— Start DOCUMENT —

The above Tornado client example is from Eric Naeseth’s website. Eric has created several MIT-licensed open-source projects, such as Swirl. Swirl builds on the above concepts to allow you to write asynchronous code using Tornado without using a callback function.

Cristian and Mircea are using Swirl in Summify’s Tornado client code, which they use to crawl the web asynchronously.

MongoDB

MongoDB is used to store the news articles after they have been retrieved and reduced. The Summify co-founders have great praise for the technology and the great support they have received from MongoDB’s developers at 10gen.

Unfortunately, they have found limitations with the way they are using it. Similar to the problems FourSquare faced with memory page fragmentation, Summify is suffering from ever growing storage issues. Deleting data does not delete a whole page, so the page is not released and the storage size remains the same. Constantly adding and removing data to MongoDB is causing more and more of these fragments that never become removed up. This is similar to the disk fragmentation you will have seen on Windows. Unlike Windows, MongoDB does not come with disk defragmenter.

For this reason they are looking at retiring MongoDB and promoting Redis, which is already part of their architecture, to handle more of their data needs.

“We have a history of doing great things together. Starting from high-school and later in college we’ve built what is now the biggest Romanian community of Computer Science geeks: Infoarena is where you train for and compete in programming contests.”
– Summify Team. “Our Story”

Redis

Redis is used for storing key-values, such as the URL redirects.

URL Redirects

Nearly every link used on Twitter is a redirect to a longer URL. Different tweeters use different URL-shorteners for the original URL, such as bit.ly, goo.gl, tinyurl, ow.ly or Twitter’s own t.co. Knowing that two URLs ultimately resolve to the same URL is very important for efficiency. Cristian and Mircea have found Redis very good at efficiently handling this data.

— End DOCUMENT —

> **TASK GOAL**
Answer these questions from the Summify article:
(a) What does Swirl let you do with Tornado?
(b) What is MongoDB used to store?
(c) Which technology is Summify looking at promoting to handle more of its data needs?

— Start PROVIDED DATA —

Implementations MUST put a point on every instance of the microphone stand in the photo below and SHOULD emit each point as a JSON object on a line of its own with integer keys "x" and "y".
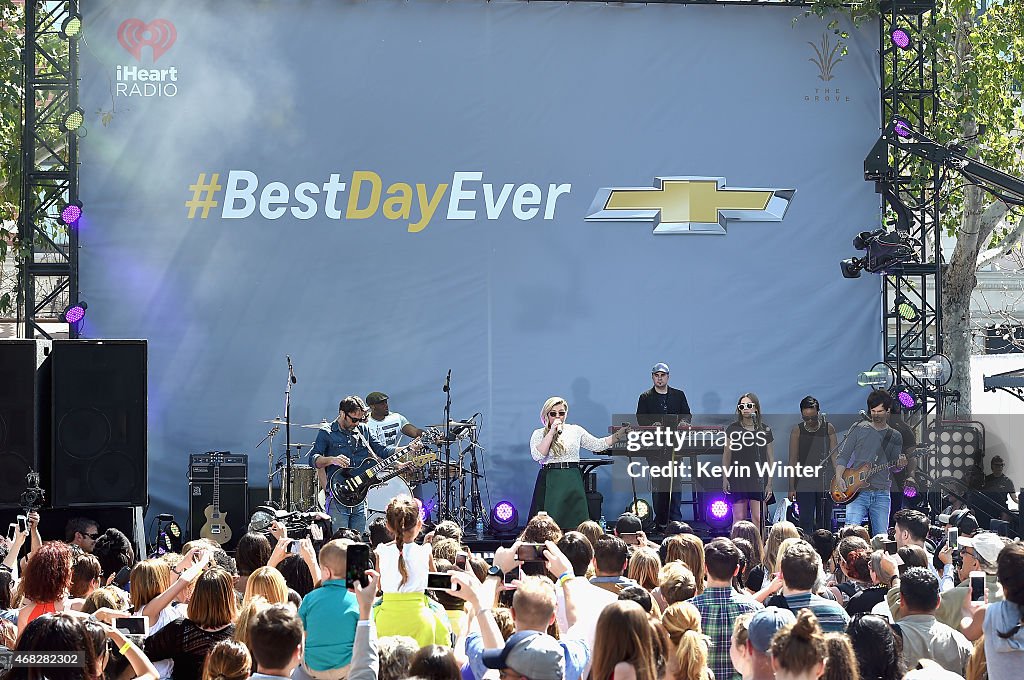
{"x": 445, "y": 479}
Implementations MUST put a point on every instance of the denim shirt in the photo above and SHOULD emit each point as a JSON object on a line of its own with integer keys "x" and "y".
{"x": 342, "y": 442}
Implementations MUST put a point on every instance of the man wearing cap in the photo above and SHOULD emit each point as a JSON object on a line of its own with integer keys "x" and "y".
{"x": 979, "y": 554}
{"x": 385, "y": 424}
{"x": 527, "y": 654}
{"x": 752, "y": 657}
{"x": 663, "y": 406}
{"x": 997, "y": 485}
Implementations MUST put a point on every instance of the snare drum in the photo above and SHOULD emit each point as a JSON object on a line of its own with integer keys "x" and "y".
{"x": 303, "y": 487}
{"x": 379, "y": 497}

— End PROVIDED DATA —

> **ANSWER TO THIS EXERCISE**
(a) Write asynchronous code using Tornado without using a callback function.
(b) The news articles, after they have been retrieved and reduced.
(c) Redis.